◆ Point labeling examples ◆
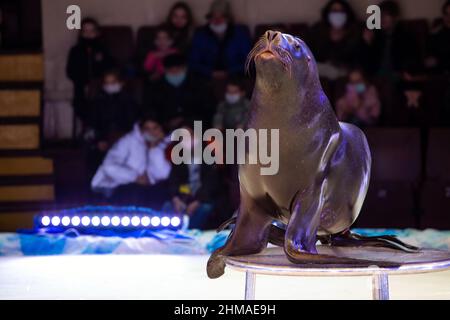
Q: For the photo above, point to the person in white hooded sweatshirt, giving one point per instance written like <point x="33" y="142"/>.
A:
<point x="135" y="169"/>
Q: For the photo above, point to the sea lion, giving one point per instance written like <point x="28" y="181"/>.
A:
<point x="324" y="165"/>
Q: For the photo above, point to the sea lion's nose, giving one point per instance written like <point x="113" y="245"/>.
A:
<point x="272" y="35"/>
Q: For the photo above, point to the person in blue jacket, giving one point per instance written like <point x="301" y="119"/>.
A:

◆ Your instructions ◆
Can you rewrite every line of the listing above as a numbered list, skipping blank lines and leaving out the pictures?

◆ Solution to the problem ◆
1. Q: For the photo above, point to the person in white hooded sweatshirt, giving one point per instance written like <point x="33" y="142"/>.
2. A:
3. <point x="135" y="169"/>
4. Q: For the photo above, point to the sea lion, giving one point per instance written like <point x="28" y="181"/>.
5. A:
6. <point x="324" y="165"/>
7. Q: For the photo above, point to the sea lion's nose, giving one point per instance written like <point x="113" y="245"/>.
8. A:
9. <point x="272" y="35"/>
10. Q: For the photo above, point to the person in blue jacket, giving one point per instance written like <point x="301" y="119"/>.
11. A:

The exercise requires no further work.